PROBLEM DETAILS:
Give the entries back exactly as they stand, but without pictures.

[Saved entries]
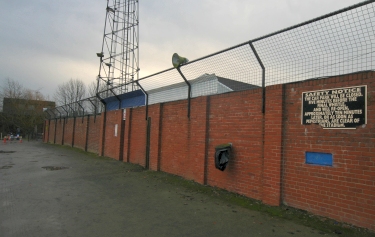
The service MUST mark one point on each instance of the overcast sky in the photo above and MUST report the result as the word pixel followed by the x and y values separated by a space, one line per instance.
pixel 44 43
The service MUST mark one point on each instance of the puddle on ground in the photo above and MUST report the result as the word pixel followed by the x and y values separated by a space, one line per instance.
pixel 54 167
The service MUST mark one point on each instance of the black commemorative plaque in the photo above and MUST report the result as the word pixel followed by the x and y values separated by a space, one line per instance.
pixel 336 108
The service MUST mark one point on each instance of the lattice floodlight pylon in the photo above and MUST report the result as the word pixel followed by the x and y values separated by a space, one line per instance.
pixel 119 65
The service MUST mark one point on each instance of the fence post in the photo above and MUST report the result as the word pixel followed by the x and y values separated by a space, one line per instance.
pixel 263 77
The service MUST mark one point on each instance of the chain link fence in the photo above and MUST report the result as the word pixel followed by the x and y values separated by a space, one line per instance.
pixel 338 43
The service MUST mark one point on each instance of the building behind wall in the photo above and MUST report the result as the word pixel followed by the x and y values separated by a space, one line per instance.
pixel 23 116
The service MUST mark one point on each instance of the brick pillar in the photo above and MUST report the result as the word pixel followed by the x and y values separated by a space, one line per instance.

WRITTEN ANSWER:
The service MUST mark one point on each instance of the overcast sky in the photo above and MUST report the result as the word pixel followed by the x and y values separated by a space, one line per instance.
pixel 44 43
The service MUST mark one point on each instance of the puddle on ground in the photo above and MUST report the result as the word pixel followed by the x and y values separated by a space, one line per instance.
pixel 54 167
The service MUST mark one point on each instance of the black commemorative plaque in the photo above and MUST report the result as the word pixel followed by the x and y values separated by a space, one line per instance.
pixel 336 108
The service MUST mark one point on each instance of the lattice floodlight pylon in the photo above and MUST report the result as the word pixel followed by the x and y values separated by a space, one line per instance.
pixel 119 65
The service MUST mark one point on each instance of the fence post in the photo above and MUST report the result as the word pixel followed by the x and y values separated by a space, one line per instance.
pixel 263 77
The service MUST mark one point on each instance of the chain link fence in the photo above and MUST report the result as the word pixel followed by the x and y values separated by a space, one line per instance.
pixel 338 43
The service MUST mark one point on each instance of the building behind wall in the photo above and MUST report the result as the word pixel followed by the x and y values separated by a space, one line per instance.
pixel 23 116
The service MUST mark one point on each instance of the brick pillar in the photo above and MUST report the result as the word pixel followed by the x and y values separated by a space, one line per instance.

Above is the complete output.